* Source passage
## begin
Perry Township is one of the sixteen townships of Brown County, Ohio, United States. The 2010 census found 4,735 people in the township, 4,405 of whom lived in the unincorporated portions of the township.

Geography
Located in the far northern part of the county, it borders the following townships:
Marion Township, Clinton County - north, west of Jefferson Township
Jefferson Township, Clinton County - north, east of Marion Township
Dodson Township, Highland County - east, north of Salem Township
Salem Township, Highland County - east, south of Dodson Township
Green Township - south, east of Sterling Township
Sterling Township - south, west of Green Township
Jackson Township, Clermont County - west, south of Wayne Township
Wayne Township, Clermont County - west, north of Jackson Township

The most northerly township in Brown County, it is the only part of the county to border Clinton County.
## end
* Exercise set
a: According to the township text, how many people did the 2010 census find in Perry Township?
b: Count the lines of the records that contain the string "gravel", treating case as significant, and give only the number.
The records that come next are unrelated to the township text.

* Dataset extracts labeled with boxes
## begin
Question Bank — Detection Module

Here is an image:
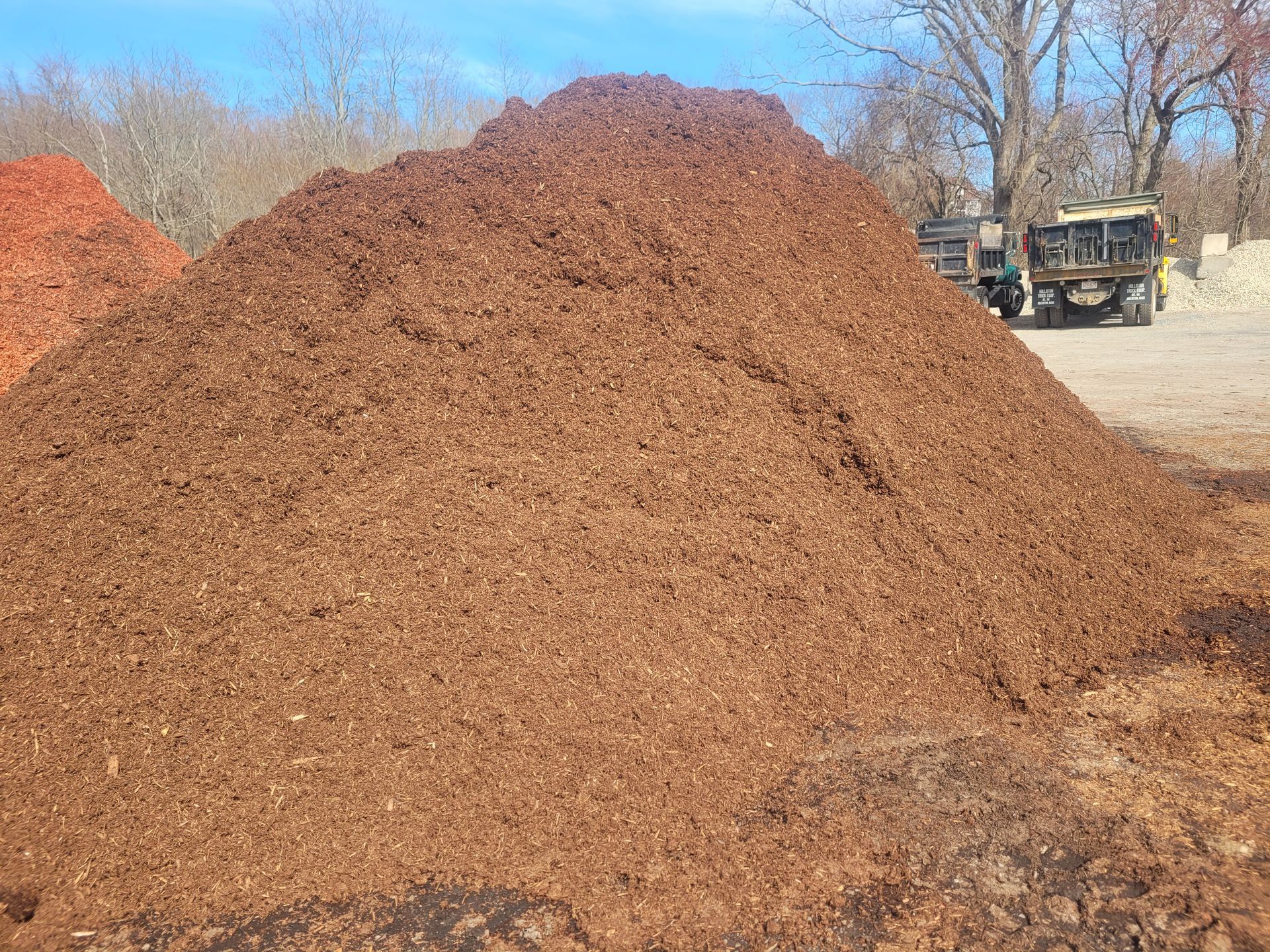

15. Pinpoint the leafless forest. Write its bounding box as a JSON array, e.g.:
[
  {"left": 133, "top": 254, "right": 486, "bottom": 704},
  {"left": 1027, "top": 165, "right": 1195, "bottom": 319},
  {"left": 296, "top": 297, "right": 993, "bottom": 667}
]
[{"left": 0, "top": 0, "right": 1270, "bottom": 254}]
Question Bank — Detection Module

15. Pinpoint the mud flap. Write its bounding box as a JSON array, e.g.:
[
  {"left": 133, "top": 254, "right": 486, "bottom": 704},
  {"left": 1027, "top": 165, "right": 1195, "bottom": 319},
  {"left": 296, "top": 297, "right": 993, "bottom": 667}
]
[
  {"left": 1033, "top": 284, "right": 1063, "bottom": 307},
  {"left": 1120, "top": 274, "right": 1151, "bottom": 305}
]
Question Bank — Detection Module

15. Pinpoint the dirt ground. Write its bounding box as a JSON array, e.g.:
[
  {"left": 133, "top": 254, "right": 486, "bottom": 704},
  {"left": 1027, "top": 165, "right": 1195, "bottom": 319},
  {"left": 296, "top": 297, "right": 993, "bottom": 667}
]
[
  {"left": 1009, "top": 309, "right": 1270, "bottom": 469},
  {"left": 15, "top": 312, "right": 1254, "bottom": 952}
]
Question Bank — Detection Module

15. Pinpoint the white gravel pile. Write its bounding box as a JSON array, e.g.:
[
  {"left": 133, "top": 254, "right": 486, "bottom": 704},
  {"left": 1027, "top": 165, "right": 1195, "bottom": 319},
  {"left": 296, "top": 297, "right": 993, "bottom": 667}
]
[{"left": 1168, "top": 240, "right": 1270, "bottom": 311}]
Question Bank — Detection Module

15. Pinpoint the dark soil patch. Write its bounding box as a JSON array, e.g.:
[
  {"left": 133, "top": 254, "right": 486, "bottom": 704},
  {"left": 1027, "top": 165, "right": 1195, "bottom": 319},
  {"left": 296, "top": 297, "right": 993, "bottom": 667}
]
[{"left": 0, "top": 76, "right": 1205, "bottom": 949}]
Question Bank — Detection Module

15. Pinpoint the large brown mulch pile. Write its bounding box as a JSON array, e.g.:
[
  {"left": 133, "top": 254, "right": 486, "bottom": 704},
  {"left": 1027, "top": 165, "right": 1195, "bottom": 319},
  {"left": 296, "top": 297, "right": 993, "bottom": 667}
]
[
  {"left": 0, "top": 76, "right": 1198, "bottom": 948},
  {"left": 0, "top": 155, "right": 189, "bottom": 393}
]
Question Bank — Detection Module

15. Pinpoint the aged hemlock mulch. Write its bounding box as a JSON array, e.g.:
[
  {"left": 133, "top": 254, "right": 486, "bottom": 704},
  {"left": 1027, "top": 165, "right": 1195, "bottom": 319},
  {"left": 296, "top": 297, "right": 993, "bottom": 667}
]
[
  {"left": 0, "top": 155, "right": 189, "bottom": 393},
  {"left": 0, "top": 76, "right": 1199, "bottom": 949}
]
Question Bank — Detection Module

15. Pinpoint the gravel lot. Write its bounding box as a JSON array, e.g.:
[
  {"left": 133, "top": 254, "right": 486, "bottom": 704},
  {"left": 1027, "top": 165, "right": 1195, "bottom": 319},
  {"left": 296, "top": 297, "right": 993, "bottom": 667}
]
[{"left": 1009, "top": 305, "right": 1270, "bottom": 469}]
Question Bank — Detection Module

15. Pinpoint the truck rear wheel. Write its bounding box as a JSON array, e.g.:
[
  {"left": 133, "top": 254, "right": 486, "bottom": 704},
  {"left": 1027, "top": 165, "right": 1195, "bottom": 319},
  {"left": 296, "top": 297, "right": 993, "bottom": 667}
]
[
  {"left": 997, "top": 284, "right": 1026, "bottom": 321},
  {"left": 1138, "top": 278, "right": 1156, "bottom": 327}
]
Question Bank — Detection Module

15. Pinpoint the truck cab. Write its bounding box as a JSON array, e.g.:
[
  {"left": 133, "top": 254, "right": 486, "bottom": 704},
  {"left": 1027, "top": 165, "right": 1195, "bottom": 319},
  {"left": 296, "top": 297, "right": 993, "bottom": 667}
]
[
  {"left": 917, "top": 214, "right": 1027, "bottom": 320},
  {"left": 1025, "top": 192, "right": 1177, "bottom": 327}
]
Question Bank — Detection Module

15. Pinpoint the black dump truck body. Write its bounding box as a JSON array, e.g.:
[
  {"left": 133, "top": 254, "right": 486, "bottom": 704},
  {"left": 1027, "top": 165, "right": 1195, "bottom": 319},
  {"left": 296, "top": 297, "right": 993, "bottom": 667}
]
[
  {"left": 1026, "top": 192, "right": 1176, "bottom": 327},
  {"left": 917, "top": 214, "right": 1026, "bottom": 320}
]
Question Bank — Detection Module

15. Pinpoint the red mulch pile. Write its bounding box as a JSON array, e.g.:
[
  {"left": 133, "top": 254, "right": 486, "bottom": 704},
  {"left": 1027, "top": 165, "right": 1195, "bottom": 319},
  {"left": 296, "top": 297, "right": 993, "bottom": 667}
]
[
  {"left": 0, "top": 155, "right": 189, "bottom": 393},
  {"left": 0, "top": 76, "right": 1199, "bottom": 949}
]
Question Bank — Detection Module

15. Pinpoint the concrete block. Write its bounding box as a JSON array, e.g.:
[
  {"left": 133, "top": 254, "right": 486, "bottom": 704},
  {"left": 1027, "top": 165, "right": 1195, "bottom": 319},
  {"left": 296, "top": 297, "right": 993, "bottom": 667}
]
[
  {"left": 1195, "top": 255, "right": 1230, "bottom": 280},
  {"left": 1199, "top": 231, "right": 1230, "bottom": 258}
]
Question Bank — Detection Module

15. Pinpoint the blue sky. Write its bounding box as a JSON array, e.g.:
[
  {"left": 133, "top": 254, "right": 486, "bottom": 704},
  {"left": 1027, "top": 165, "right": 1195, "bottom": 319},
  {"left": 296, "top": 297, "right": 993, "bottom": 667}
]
[{"left": 0, "top": 0, "right": 794, "bottom": 94}]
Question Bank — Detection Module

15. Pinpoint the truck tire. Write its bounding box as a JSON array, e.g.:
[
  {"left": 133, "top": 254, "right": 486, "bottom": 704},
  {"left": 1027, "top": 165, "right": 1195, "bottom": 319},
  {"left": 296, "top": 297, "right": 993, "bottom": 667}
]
[
  {"left": 1138, "top": 278, "right": 1156, "bottom": 327},
  {"left": 997, "top": 284, "right": 1027, "bottom": 321}
]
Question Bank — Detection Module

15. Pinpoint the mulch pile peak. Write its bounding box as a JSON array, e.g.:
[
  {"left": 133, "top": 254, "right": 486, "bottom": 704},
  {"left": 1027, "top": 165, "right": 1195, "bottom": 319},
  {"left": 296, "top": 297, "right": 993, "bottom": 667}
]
[
  {"left": 0, "top": 76, "right": 1198, "bottom": 948},
  {"left": 0, "top": 155, "right": 189, "bottom": 393}
]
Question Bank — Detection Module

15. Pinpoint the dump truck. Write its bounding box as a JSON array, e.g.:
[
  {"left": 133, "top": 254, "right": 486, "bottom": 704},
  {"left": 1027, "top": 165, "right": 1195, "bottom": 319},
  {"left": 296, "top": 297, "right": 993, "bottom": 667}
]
[
  {"left": 1024, "top": 192, "right": 1177, "bottom": 327},
  {"left": 917, "top": 214, "right": 1027, "bottom": 320}
]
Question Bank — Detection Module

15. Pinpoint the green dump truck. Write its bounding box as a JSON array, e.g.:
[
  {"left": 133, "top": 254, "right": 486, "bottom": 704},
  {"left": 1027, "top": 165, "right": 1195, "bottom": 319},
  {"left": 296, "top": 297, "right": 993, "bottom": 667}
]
[
  {"left": 917, "top": 214, "right": 1027, "bottom": 320},
  {"left": 1024, "top": 192, "right": 1177, "bottom": 327}
]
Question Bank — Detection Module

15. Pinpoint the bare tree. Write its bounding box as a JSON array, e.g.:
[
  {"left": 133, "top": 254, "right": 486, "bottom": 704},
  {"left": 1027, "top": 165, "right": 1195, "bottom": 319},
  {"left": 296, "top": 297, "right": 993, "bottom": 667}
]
[
  {"left": 765, "top": 0, "right": 1074, "bottom": 222},
  {"left": 1215, "top": 10, "right": 1270, "bottom": 244},
  {"left": 258, "top": 0, "right": 380, "bottom": 165},
  {"left": 1080, "top": 0, "right": 1259, "bottom": 192}
]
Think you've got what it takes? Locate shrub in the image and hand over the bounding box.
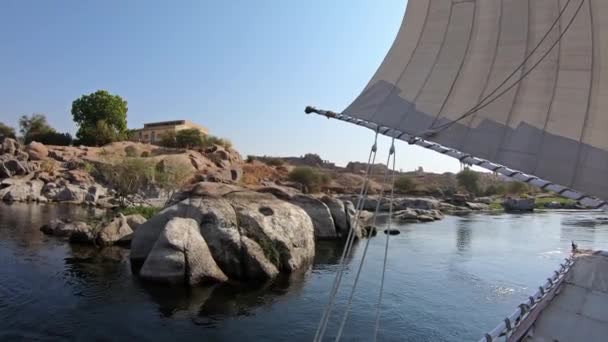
## end
* Responses to the exercise
a: 4,735 people

b: 2